▸ **Estratto del documento**:
++++++++++

Il conciliarismo è essenzialmente una falsa teoria sul possessore dell’autorità suprema nella Chiesa. Chiamata anche teoria conciliare, essa attribuisce il più alto potere di giurisdizione ad un’assemblea generale dei vescovi che agisce indipendentemente dal papa e lo nega al papa e ad un vero concilio ecumenico.

A volte il conciliarismo è definito come una teoria che afferma la superiorità di un concilio ecumenico sul papa. Anche se questa definizione è stata usata per secoli e si trova ancora oggi nei testi teologici e canonici, è meglio evitarla, poiché il termine concilio ecumenico è usato in essa in senso lato. Non ci può essere un concilio ecumenico senza la partecipazione attiva del papa, almeno a titolo di approvazione delle decisioni del concilio. Un’assemblea dei vescovi senza il papa non è un concilio ecumenico.

Un’altra definizione, che si trova soprattutto nei testi giuridici, dice che il conciliarismo è la teoria che ammette un appello dal giudizio del papa a quello di un concilio ecumenico. La stessa obiezione contro l’uso scorretto di questo termine è valida anche qui, ed è da notare che la definizione afferma una conseguenza pratica della teoria conciliare piuttosto che descriverne la sostanza.

++++++++++

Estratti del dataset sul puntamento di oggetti
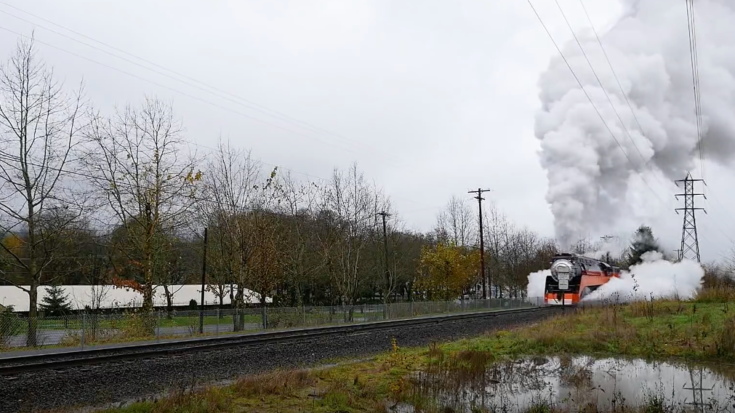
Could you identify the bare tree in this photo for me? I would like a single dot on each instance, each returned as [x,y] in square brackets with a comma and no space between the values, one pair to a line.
[136,164]
[457,223]
[231,185]
[352,205]
[39,125]
[298,203]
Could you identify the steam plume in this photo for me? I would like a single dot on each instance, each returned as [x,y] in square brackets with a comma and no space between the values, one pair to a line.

++++++++++

▸ **Cose da fare**:
1. Nel testo sul conciliarismo, a chi attribuisce la teoria conciliare il più alto potere di giurisdizione?
2. Spiega perché il testo sul conciliarismo consiglia di evitare la definizione che lo presenta come superiorità di un concilio ecumenico sul papa.
3. Trascrivi dal testo sul conciliarismo il brano che si apre con le parole contenenti "Il conciliarismo è essenzialmente" e si chiude con "è un concilio ecumenico.".
Per rispondere usa soltanto il testo.

▸ **Risposte per compito**:
1. A un'assemblea generale dei vescovi che agisce indipendentemente dal papa.

2. In quella definizione il termine "concilio ecumenico" è usato in senso lato. Non può esserci un concilio ecumenico senza la partecipazione attiva del papa, almeno come approvazione delle sue decisioni. Un'assemblea di vescovi senza il papa quindi non è un concilio ecumenico.

3.
Il conciliarismo è essenzialmente una falsa teoria sul possessore dell’autorità suprema nella Chiesa. Chiamata anche teoria conciliare, essa attribuisce il più alto potere di giurisdizione ad un’assemblea generale dei vescovi che agisce indipendentemente dal papa e lo nega al papa e ad un vero concilio ecumenico.

A volte il conciliarismo è definito come una teoria che afferma la superiorità di un concilio ecumenico sul papa. Anche se questa definizione è stata usata per secoli e si trova ancora oggi nei testi teologici e canonici, è meglio evitarla, poiché il termine concilio ecumenico è usato in essa in senso lato. Non ci può essere un concilio ecumenico senza la partecipazione attiva del papa, almeno a titolo di approvazione delle decisioni del concilio. Un’assemblea dei vescovi senza il papa non è un concilio ecumenico.